## ОТРЫВОК
○ ○ ○ ○
А пока… Пока они идут по стройке, ребята с ударной комсомольской, идут мимо серых бетонных колонн центрального корпуса, мимо гудящих автокранов и сломанных бараков. Идут от участка к участку — на полигон, где изготавливают железобетонные опоры, на строительство бытового корпуса, на компрессорную.

Они идут, а северный ветер стелет по земле снежные языки, будто все еще надеется задуть вспыхивающие повсюду огни электросварки.

ЛЮДИ С КОМСОМОЛЬСКОЙ ПУТЕВКОЙ

Обеденный перерыв. Мы сидим у строящегося здания компрессорной, укрывшись от ветра за штабелем кирпичей. Монтажник Эдик Иваницкий, член комсомольского штаба, прикуривает, сберегая слабый огонек спички в больших ладонях.
○ ○ ○ ○
## ЗАДАНИЕ
Обнови отрывок о стройке: приведи его снова от слов «Обеденный перерыв. Мы» до слов «в больших ладонях.» включительно, поставив «грудой бетонных плит» вместо «штабелем кирпичей». Материал здесь ни при чем.
○ ○ ○ ○
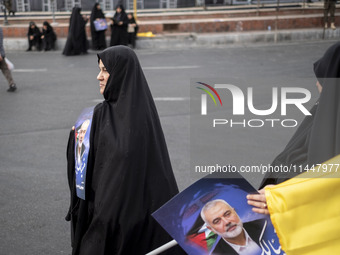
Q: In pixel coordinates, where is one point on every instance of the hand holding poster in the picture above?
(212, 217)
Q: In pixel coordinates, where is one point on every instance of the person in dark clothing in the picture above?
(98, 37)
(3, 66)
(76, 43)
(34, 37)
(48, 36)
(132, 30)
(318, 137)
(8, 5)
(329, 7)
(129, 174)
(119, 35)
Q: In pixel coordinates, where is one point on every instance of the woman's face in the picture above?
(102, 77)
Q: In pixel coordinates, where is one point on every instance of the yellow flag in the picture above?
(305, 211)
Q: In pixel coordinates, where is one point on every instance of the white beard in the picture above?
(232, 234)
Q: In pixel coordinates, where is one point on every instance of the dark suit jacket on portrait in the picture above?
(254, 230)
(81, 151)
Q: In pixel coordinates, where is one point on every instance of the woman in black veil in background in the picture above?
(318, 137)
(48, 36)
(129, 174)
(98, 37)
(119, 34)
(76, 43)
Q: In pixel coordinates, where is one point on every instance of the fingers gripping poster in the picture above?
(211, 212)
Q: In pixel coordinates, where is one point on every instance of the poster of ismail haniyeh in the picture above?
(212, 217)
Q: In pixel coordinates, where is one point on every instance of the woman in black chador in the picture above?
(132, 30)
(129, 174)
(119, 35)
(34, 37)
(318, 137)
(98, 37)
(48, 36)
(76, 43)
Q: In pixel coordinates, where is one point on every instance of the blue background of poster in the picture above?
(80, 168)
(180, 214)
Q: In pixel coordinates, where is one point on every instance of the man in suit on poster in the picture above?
○ ○ ○ ○
## ПРАВИЛЬНЫЙ ОТВЕТ
Обеденный перерыв. Мы сидим у строящегося здания компрессорной, укрывшись от ветра за грудой бетонных плит. Монтажник Эдик Иваницкий, член комсомольского штаба, прикуривает, сберегая слабый огонек спички в больших ладонях.